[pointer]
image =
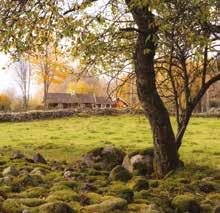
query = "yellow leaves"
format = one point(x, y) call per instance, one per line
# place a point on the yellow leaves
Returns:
==========
## Task
Could you express every line of the listing above as a JSON list of strings, one string per line, skipping blank lines and leaving the picture out?

## Response to this task
[
  "[pointer]",
  "image =",
  "query = \"yellow leaves\"",
  "format = one point(x, y) call per instance, one per line",
  "# place a point on the yellow leaves",
  "Returns:"
]